=== Extrait du document ===

Ekaterina Tyunina, 26 ans : "Ni étudiante ni salariée, je suis un fantôme"
Ekaterina Tyunina, 26 ans, est venue de Russie pour étudier en France en 2006. Elle se bat aujourd'hui pour pouvoir poursuivre sa formation professionnelle en France.
Une pointe de timidité dans la voix, Ekaterina relate ce qui l'a amenée de Beloretchensk, une ville du sud-ouest de la Russie, à la France en 2006. Son diplôme de professeur d'anglais et français en poche, elle veut vivre sa "passion française". Après avoir passé une batterie de tests, elle est acceptée en Master I de lettres modernes à Paris IV. Pour subvenir à ses besoins, elle passe un contrat étudiant-logement avec une famille. De quoi justifier auprès de la préfecture d'un hébergement et de revenus. Les démarches pour obtenir le titre de séjour étudiant ont pourtant toujours été "très difficiles". "Psychologiquement, ce n'est pas évident. L'attitude des employés est choquante, ils font peu de cas de notre situation."

===

● **Consigne**: Dites si chacune des affirmations suivantes correspond à l'article sur Ekaterina Tyunina, par oui ou par non, en citant les mots de l'article qui tranchent. (a) Beloretchensk est une ville du nord de la Russie. (b) Ekaterina a été acceptée en Master I de lettres modernes à Paris IV. (c) Pour se loger, Ekaterina a passé un contrat avec une famille.

=== Données extraites ===

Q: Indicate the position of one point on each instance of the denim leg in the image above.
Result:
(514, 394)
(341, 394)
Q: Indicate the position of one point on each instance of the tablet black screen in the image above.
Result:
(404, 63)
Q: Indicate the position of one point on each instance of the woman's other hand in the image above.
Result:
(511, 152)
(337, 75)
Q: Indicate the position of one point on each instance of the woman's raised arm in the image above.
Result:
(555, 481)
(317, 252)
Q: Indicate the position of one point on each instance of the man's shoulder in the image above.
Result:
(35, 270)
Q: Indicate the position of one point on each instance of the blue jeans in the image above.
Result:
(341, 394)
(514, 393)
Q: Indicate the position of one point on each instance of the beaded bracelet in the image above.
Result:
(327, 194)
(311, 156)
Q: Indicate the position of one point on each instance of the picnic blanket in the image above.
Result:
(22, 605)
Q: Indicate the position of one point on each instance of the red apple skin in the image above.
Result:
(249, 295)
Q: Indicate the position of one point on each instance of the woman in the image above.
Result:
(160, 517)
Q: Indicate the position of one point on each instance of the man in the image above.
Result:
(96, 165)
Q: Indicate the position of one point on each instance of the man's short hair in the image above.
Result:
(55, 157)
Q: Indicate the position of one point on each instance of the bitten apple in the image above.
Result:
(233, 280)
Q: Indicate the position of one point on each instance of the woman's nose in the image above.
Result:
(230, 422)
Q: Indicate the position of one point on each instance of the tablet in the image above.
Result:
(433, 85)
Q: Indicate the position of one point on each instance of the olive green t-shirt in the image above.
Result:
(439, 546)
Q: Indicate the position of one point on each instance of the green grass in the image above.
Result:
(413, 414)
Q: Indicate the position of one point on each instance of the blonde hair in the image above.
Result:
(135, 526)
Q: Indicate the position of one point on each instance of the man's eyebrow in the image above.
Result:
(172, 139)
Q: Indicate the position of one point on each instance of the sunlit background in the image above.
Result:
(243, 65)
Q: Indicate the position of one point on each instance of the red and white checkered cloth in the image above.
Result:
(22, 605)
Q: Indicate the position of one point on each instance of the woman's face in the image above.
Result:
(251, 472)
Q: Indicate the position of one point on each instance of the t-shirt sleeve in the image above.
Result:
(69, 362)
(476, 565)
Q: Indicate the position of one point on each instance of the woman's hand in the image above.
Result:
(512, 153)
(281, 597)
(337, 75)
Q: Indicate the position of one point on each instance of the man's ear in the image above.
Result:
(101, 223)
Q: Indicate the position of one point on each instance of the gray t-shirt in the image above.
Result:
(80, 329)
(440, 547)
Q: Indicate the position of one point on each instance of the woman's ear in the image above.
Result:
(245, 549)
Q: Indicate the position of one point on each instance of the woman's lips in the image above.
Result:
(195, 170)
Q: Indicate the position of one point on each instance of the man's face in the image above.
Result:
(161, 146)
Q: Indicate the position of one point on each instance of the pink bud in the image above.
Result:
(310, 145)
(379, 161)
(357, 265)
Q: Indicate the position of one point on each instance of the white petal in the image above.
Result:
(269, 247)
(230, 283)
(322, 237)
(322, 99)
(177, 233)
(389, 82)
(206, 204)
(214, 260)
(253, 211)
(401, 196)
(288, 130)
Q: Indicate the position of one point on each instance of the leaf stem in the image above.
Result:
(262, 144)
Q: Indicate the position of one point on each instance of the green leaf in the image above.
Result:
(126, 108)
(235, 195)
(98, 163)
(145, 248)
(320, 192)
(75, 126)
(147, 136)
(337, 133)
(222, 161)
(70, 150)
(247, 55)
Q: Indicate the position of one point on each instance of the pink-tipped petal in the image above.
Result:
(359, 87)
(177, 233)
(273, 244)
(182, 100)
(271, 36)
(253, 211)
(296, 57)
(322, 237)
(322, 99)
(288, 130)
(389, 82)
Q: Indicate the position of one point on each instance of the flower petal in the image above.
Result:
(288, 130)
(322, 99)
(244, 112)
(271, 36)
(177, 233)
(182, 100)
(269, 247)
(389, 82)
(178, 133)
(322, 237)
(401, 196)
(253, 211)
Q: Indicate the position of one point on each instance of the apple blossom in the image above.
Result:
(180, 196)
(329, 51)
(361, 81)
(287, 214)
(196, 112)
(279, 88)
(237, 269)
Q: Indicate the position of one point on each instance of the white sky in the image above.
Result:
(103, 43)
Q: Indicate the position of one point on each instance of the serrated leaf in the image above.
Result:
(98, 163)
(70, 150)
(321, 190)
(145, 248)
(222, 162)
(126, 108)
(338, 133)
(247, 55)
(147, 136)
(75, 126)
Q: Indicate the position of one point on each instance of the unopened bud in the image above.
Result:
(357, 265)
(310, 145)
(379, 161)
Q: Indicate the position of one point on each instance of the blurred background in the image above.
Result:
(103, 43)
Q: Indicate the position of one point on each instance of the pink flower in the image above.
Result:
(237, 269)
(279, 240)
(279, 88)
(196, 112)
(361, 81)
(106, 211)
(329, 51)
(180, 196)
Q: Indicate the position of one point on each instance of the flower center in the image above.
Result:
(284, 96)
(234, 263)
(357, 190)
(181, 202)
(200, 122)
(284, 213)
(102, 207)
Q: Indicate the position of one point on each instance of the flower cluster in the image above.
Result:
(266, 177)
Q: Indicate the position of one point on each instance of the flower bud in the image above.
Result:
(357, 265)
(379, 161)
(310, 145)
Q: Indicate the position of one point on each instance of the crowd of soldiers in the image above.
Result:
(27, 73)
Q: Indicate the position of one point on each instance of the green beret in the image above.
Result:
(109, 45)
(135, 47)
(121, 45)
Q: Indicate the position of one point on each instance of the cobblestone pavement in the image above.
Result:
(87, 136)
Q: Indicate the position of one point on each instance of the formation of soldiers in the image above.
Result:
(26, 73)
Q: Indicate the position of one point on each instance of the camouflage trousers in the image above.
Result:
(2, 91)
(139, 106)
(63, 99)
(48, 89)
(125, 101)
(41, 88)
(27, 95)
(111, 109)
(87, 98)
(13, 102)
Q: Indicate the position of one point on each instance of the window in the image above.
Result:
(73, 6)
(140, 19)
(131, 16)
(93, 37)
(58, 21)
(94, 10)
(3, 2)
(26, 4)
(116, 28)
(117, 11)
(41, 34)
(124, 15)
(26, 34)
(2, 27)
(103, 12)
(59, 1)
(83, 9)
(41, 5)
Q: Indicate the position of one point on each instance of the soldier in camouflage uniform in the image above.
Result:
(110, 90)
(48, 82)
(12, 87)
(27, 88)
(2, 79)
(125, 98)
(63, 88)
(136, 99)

===

● **Zone de réponse**:
(a) Non : « Beloretchensk, une ville du sud-ouest de la Russie ».
(b) Oui : « elle est acceptée en Master I de lettres modernes à Paris IV ».
(c) Oui : « elle passe un contrat étudiant-logement avec une famille ».